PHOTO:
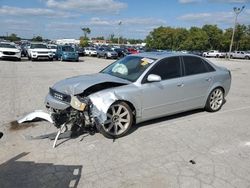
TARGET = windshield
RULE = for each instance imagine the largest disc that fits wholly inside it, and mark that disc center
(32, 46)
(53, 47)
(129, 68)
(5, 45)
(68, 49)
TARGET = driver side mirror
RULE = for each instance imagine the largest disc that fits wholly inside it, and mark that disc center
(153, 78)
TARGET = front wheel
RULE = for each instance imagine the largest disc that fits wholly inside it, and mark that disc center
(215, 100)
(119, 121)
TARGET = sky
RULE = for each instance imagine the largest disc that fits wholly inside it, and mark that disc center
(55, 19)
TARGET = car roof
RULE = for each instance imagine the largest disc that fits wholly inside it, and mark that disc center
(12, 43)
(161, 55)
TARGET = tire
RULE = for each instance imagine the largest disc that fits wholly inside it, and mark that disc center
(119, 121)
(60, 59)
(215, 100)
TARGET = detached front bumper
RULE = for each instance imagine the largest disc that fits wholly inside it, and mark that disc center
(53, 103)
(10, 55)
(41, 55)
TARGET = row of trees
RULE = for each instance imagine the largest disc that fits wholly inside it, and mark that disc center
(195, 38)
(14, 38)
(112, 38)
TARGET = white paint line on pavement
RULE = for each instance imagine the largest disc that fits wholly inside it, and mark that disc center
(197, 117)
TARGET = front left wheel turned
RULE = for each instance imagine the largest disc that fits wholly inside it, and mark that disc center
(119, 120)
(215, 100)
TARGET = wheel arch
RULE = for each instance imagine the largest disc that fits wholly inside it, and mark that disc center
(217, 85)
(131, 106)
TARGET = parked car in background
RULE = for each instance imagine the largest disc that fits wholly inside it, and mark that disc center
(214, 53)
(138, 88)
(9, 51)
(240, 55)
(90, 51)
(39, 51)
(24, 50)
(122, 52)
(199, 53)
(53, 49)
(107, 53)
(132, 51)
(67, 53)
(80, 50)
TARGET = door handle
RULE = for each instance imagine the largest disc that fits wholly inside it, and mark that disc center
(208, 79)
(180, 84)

+--

→ Written request
Change every occurrence of "largest disc" in the lines above to "biggest circle" and write out all of the lines again, altering nothing else. Leave the pictures out of your answer.

→ Solution for this problem
PHOTO:
TARGET = windshield
RULE = for each instance imagine the biggest circle that fits wholly inside it, and mark that disc center
(32, 46)
(53, 47)
(129, 68)
(5, 45)
(68, 49)
TARGET = driver side mirror
RULE = for each instance imagine the biggest circle that fits wholly inside it, and mark that disc center
(153, 78)
TARGET = front wheel
RULE = for each instance imagine the biggest circle that fits wholly inside it, and mark that disc center
(215, 100)
(119, 121)
TARGET = sky
RULE = for each instance imagine the biggest circle that fits wholly inside it, and mark that disc center
(55, 19)
TARGET = car roof
RULE = for each instance imagine the biggest circle that fits wholly inside it, and mark that disc center
(12, 43)
(161, 55)
TARGET = tire
RULE = for each instance imagine the biggest circle that fits wholly inside it, and mark that disc center
(119, 121)
(60, 59)
(215, 100)
TARGET = detached front bumper
RULE = for each instance imagine the biggest circle that fits wholly inside it, and mark that disc center
(53, 103)
(10, 55)
(41, 55)
TARGET = row of trees
RULE = for each instance imagine the biggest circle that fits wholly inside it, and mark that disc center
(195, 38)
(14, 38)
(112, 38)
TARGET = white paint line on pavement
RULE = for each instance imagine the biggest circle that fits wholly inside it, and mark that disc center
(197, 117)
TARGET = front left wheel turned
RULE = for each instance imagine the biggest circle that fits wholly inside it, and mark that disc center
(119, 120)
(215, 100)
TARGET = wheel arch
RULE = for each instance imagine the biggest circle that fits wholly inside it, and mark that disc center
(217, 85)
(131, 106)
TARGET = parked car in background
RULE = for each instance imagine the biggest circle that fits wholly inside it, and mark that disc center
(214, 53)
(138, 88)
(9, 51)
(240, 55)
(90, 51)
(39, 51)
(24, 50)
(122, 52)
(199, 53)
(53, 49)
(107, 53)
(132, 51)
(67, 53)
(80, 50)
TARGET = door handle
RULE = for each instance imagine the biggest circle that fits wholly inside it, and mark that disc center
(208, 79)
(180, 84)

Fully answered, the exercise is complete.